RECORDS
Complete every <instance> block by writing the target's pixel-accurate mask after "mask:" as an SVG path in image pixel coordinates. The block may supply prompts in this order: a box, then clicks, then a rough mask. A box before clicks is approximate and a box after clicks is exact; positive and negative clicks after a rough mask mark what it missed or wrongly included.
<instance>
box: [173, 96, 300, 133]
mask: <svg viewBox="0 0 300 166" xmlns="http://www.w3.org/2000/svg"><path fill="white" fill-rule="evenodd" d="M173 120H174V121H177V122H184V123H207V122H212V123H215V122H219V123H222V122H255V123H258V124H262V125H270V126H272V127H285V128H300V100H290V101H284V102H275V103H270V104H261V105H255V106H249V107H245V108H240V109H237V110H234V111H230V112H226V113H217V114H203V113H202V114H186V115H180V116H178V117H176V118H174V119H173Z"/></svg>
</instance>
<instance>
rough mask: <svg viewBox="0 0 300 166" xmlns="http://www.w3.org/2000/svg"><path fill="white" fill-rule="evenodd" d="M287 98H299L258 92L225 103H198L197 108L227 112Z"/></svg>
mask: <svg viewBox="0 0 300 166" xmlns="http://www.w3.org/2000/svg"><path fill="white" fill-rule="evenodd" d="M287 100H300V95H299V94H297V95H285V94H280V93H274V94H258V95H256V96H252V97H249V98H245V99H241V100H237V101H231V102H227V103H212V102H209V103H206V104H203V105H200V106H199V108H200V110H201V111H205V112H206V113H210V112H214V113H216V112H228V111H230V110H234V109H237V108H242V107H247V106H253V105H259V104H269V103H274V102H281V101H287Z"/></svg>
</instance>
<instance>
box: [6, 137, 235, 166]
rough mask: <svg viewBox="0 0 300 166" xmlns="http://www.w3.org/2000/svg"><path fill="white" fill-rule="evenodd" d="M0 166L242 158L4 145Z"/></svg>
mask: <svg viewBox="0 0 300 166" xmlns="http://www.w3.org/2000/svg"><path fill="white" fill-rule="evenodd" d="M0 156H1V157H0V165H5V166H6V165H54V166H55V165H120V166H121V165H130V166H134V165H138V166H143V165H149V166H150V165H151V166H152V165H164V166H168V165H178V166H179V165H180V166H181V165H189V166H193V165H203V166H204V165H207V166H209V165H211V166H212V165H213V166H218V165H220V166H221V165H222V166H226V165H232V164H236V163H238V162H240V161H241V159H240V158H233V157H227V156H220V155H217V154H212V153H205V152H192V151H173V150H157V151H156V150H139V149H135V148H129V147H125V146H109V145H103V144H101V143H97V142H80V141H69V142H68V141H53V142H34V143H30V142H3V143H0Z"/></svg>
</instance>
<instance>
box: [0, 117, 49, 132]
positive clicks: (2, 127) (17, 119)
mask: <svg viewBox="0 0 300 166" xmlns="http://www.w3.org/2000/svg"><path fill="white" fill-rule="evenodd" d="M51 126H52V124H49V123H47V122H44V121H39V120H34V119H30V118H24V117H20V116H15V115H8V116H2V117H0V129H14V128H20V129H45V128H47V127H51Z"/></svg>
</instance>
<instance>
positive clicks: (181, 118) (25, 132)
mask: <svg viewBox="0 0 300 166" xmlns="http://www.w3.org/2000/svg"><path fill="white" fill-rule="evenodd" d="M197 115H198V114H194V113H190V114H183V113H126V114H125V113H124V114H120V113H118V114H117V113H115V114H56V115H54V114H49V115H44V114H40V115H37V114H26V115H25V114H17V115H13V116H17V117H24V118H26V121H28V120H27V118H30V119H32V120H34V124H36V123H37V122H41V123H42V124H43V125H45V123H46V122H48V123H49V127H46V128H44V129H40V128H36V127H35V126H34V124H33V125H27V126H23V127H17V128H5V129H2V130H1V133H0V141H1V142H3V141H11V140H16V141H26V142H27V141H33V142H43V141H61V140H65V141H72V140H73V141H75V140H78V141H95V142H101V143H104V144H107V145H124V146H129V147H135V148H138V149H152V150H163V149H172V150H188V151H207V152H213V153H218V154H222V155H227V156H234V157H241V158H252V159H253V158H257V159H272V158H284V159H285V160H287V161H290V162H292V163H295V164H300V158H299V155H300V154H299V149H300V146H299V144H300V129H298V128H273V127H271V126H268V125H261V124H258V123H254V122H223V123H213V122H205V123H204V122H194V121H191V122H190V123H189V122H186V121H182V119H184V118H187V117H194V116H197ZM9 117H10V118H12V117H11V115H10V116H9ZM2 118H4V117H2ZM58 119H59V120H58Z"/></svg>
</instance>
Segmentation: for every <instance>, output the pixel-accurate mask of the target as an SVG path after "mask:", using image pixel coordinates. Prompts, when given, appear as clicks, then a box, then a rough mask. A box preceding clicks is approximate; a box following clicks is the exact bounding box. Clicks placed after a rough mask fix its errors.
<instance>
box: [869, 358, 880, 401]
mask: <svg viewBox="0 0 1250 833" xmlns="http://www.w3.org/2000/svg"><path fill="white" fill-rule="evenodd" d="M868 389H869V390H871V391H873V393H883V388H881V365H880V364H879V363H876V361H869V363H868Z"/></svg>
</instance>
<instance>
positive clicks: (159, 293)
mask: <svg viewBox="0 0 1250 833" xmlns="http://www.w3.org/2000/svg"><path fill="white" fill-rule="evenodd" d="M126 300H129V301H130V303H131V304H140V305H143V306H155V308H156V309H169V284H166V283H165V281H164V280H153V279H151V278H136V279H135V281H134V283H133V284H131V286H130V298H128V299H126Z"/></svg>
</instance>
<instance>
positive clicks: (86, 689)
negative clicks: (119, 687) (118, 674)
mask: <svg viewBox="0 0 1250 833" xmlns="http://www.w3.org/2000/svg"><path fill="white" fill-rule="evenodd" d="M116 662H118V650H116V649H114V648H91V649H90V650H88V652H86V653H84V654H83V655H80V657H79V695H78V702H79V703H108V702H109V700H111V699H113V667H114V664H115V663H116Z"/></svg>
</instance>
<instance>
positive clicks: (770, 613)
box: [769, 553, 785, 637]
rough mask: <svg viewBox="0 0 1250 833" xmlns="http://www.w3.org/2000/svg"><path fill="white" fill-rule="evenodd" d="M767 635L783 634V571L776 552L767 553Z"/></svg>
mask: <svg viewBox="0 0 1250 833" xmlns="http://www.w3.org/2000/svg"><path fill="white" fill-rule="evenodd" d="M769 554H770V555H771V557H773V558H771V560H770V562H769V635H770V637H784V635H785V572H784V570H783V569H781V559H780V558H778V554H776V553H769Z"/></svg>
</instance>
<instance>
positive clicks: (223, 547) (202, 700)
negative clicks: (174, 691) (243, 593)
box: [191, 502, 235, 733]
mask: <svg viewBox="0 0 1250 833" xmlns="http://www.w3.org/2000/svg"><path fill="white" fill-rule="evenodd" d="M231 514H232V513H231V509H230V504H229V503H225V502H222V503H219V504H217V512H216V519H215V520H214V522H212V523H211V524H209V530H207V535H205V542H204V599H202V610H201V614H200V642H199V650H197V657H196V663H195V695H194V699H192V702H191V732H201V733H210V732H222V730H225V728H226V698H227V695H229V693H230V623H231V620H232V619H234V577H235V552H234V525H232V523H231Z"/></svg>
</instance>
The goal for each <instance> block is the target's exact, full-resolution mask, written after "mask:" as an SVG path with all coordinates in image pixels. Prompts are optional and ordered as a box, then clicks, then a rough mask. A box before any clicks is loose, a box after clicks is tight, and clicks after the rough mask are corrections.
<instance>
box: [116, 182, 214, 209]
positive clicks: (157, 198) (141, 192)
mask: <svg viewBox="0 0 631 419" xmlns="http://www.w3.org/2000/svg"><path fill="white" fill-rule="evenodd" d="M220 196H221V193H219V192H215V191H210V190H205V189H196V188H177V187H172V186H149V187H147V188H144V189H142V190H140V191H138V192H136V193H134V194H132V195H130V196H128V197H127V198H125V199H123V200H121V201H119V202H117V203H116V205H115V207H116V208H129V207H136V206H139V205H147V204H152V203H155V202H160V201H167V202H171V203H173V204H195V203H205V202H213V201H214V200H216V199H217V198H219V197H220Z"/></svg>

WORK TO COMPLETE
Look above for the line holding "positive clicks: (86, 689)" and the line holding "box: [769, 553, 785, 637]", then output exactly those two lines and every line between them, nothing more.

RESPONSE AREA
positive clicks: (86, 689)
negative clicks: (119, 687) (118, 674)
mask: <svg viewBox="0 0 1250 833" xmlns="http://www.w3.org/2000/svg"><path fill="white" fill-rule="evenodd" d="M116 662H118V650H116V649H114V648H91V649H90V650H88V652H86V653H84V654H83V655H80V657H79V695H78V702H79V703H108V702H109V700H111V699H113V667H114V664H115V663H116Z"/></svg>
</instance>
<instance>
positive clicks: (770, 613)
box: [769, 553, 785, 637]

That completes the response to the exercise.